> [Problem]
Your answer is the lines from the one that has "player's knee, placed" through the last line of the records below, retyped exactly and alone.

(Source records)

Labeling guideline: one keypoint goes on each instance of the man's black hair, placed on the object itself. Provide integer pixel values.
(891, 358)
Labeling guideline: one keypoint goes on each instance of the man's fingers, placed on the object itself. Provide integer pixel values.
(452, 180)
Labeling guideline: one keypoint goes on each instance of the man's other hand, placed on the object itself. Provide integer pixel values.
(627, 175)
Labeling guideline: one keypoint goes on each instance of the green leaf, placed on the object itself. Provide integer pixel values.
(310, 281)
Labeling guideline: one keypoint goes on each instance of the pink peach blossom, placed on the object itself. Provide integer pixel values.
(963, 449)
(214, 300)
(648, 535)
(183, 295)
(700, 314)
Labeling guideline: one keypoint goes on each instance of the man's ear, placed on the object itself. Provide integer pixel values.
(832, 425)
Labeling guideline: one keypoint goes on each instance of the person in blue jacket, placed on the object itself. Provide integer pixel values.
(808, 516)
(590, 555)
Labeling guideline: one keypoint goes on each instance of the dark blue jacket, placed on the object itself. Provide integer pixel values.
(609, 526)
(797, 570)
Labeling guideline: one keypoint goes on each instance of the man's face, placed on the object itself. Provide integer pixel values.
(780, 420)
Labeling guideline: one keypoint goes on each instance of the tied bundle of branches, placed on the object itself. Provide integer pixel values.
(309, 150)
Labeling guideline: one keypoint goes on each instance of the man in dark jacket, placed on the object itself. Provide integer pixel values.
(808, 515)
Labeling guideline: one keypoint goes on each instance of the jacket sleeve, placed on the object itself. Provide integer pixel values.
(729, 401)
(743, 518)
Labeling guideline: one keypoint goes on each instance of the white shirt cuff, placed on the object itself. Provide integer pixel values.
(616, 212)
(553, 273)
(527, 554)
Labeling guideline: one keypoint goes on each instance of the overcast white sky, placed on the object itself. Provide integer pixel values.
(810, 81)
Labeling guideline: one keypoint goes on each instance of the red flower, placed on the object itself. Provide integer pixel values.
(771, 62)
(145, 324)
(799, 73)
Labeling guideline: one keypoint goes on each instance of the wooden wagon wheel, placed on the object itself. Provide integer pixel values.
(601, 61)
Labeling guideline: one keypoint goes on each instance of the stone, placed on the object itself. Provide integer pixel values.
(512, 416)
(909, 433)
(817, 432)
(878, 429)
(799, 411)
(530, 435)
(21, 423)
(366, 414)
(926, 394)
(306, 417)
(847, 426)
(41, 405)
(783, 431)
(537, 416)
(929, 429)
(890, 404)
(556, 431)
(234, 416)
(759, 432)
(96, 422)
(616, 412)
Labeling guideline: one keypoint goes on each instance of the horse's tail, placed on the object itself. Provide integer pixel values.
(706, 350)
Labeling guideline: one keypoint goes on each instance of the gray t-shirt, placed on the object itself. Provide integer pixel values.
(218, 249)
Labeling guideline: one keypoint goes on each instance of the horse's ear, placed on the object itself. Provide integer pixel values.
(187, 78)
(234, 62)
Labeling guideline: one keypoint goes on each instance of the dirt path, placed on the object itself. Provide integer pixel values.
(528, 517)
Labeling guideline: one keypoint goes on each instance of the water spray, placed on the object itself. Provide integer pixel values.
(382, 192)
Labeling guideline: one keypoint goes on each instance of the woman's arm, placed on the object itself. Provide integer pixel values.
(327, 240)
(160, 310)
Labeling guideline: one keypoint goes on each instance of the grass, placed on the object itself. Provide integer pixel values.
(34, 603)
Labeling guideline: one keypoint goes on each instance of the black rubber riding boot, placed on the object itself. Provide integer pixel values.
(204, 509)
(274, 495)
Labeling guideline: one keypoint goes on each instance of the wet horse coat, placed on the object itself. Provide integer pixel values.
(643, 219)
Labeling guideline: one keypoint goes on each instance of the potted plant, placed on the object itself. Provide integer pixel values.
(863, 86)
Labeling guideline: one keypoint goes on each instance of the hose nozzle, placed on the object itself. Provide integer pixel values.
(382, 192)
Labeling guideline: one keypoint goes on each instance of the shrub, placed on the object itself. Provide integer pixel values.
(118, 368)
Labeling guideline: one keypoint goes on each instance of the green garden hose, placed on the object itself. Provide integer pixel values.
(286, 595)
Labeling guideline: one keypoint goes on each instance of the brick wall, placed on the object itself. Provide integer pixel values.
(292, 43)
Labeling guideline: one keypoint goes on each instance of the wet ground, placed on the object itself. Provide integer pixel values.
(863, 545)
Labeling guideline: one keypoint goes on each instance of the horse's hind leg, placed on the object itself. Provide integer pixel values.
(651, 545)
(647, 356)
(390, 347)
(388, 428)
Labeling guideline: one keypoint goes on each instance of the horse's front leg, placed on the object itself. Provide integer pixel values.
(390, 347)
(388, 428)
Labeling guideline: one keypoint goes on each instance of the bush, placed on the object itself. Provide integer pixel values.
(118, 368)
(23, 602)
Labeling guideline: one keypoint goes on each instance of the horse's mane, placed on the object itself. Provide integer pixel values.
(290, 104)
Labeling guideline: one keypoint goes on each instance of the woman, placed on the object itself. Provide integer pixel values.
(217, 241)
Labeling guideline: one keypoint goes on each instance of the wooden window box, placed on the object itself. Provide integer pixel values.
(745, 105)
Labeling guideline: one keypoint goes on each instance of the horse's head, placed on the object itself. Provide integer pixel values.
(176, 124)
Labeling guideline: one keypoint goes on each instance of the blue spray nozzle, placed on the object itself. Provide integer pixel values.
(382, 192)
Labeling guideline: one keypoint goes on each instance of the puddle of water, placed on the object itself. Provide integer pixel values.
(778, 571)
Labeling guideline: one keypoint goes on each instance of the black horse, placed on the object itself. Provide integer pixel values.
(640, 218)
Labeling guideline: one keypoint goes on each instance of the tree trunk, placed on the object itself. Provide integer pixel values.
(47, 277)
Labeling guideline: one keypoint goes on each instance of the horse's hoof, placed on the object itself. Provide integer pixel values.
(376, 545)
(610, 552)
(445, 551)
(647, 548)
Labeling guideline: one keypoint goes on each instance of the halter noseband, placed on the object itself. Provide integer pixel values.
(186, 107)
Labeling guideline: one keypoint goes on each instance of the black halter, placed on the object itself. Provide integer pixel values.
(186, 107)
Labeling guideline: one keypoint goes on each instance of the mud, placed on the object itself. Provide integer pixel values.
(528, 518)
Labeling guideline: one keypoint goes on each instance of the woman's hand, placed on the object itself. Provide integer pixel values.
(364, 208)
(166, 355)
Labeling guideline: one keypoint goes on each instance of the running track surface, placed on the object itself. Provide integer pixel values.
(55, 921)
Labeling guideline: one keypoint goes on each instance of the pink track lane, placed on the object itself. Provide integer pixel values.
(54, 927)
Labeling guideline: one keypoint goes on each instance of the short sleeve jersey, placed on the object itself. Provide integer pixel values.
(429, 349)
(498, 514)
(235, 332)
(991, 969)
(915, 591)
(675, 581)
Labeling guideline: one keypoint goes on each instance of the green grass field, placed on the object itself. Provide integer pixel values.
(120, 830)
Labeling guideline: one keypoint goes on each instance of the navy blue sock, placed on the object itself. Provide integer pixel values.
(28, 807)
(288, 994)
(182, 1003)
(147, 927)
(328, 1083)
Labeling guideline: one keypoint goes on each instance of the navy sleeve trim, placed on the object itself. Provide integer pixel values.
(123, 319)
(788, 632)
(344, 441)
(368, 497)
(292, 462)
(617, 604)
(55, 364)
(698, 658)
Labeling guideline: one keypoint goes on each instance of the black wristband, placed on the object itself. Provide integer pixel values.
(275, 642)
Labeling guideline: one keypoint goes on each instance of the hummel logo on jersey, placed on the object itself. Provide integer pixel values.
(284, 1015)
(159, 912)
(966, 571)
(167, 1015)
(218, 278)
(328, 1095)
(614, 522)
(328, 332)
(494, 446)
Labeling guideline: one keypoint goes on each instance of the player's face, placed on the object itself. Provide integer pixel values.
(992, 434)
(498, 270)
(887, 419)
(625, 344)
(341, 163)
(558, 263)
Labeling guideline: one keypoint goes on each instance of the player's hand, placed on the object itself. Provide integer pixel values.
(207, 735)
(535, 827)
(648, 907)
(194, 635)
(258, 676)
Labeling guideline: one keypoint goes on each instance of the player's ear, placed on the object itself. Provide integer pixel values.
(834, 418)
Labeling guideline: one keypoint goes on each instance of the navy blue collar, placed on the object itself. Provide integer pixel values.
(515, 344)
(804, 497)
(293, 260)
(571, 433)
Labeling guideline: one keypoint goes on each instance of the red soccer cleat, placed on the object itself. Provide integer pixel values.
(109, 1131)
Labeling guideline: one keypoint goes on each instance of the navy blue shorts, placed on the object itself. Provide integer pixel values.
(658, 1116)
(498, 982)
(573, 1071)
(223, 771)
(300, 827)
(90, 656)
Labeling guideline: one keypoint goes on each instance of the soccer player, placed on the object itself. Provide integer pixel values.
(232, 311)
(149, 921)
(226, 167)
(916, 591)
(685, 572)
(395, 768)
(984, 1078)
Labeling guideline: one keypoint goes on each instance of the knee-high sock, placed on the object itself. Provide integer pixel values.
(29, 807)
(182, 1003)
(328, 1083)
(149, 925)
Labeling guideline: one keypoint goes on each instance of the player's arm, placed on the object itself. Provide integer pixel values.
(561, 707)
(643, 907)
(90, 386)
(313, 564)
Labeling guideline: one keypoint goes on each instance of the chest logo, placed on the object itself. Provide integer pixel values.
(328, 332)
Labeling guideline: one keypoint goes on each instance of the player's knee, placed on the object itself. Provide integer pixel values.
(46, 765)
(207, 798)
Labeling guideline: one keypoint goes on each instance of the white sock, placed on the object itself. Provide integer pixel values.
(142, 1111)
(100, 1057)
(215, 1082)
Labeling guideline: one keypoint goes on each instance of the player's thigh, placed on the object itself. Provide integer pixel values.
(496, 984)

> [Answer for this exercise]
Labeling guideline: one keypoint goes on each instance of the player's knee, placed on the object itself. Provide integer pixel values.
(46, 765)
(207, 798)
Labeling guideline: one keypoint goes on each instance of the white sock, placed on the object itself. Provide integer pixel values.
(142, 1111)
(100, 1057)
(215, 1082)
Labeling guideline: one keypoint goes on each instance of the player's thigh, placed on the object itself. Provide integer pixel values.
(496, 984)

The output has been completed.